Stored records:
• • • •

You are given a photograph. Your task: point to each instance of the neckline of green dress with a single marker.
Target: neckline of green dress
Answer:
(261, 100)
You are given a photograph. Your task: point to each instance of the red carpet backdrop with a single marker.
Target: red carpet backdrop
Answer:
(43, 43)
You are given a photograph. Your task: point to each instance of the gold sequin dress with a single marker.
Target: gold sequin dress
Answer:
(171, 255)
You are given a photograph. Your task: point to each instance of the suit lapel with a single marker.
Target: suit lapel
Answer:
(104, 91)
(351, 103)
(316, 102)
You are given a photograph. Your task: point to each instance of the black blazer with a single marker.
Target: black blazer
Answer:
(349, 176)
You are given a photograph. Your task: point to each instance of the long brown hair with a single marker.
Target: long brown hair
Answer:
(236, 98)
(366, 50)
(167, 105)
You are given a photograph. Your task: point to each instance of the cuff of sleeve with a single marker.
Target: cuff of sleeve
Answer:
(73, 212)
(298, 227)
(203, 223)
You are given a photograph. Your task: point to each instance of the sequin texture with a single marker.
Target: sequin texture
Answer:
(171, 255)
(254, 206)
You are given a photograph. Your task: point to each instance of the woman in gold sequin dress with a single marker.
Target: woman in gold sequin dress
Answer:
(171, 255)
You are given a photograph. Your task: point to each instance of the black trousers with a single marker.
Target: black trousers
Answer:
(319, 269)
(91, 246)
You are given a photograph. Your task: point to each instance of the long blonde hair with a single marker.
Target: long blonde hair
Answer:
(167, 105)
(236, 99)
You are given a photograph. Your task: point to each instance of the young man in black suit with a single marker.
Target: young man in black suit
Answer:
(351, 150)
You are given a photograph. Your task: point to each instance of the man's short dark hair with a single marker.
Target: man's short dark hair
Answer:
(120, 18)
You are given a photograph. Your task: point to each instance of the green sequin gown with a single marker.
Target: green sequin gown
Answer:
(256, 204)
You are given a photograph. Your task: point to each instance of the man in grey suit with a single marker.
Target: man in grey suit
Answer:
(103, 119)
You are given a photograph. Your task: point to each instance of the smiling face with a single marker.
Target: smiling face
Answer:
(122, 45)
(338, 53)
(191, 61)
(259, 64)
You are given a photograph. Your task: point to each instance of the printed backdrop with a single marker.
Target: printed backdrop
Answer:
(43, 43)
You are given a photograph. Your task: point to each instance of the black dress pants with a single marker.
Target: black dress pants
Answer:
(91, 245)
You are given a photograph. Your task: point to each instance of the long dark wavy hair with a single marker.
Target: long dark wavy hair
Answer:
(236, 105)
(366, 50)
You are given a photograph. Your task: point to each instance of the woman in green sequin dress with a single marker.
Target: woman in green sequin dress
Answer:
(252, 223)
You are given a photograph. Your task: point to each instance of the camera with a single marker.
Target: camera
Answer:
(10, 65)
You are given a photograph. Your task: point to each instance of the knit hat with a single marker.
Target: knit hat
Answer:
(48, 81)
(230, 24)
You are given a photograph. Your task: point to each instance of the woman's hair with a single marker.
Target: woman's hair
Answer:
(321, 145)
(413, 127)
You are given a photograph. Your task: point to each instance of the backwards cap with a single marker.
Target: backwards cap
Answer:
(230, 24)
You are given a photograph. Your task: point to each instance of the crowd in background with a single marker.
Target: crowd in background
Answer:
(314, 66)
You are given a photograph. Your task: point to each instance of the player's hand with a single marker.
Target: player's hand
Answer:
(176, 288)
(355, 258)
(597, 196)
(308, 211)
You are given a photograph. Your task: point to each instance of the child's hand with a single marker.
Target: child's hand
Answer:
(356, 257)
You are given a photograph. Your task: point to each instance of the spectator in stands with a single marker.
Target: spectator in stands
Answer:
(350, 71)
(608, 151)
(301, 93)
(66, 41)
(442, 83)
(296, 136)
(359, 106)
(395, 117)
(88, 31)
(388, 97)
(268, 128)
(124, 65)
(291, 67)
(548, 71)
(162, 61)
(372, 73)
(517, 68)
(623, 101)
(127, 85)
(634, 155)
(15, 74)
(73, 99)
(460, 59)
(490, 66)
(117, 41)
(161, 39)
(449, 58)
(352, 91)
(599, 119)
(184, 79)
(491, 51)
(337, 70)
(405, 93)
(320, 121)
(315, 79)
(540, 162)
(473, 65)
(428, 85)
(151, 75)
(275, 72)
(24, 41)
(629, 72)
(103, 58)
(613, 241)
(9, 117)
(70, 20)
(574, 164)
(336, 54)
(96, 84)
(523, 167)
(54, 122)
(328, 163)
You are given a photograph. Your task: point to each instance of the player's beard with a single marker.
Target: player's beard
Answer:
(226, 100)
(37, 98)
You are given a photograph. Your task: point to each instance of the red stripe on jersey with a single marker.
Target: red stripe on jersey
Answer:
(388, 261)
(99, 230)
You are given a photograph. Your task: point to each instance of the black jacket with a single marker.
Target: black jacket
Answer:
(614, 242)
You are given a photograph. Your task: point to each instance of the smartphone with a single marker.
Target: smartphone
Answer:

• • • •

Directions for this task: Set down, from the entries above, exactly the lines from the one with "cap with a single marker." up to and including the one with "Target: crowd in background", and no other lines.

Written solution:
You are given a photograph. Your task: point to each instance of the backwards cap with a single marker.
Target: backwards cap
Answer:
(230, 24)
You are given a photograph. Your task: point to each instance of the crowd in background with a single marker.
Target: crowd in background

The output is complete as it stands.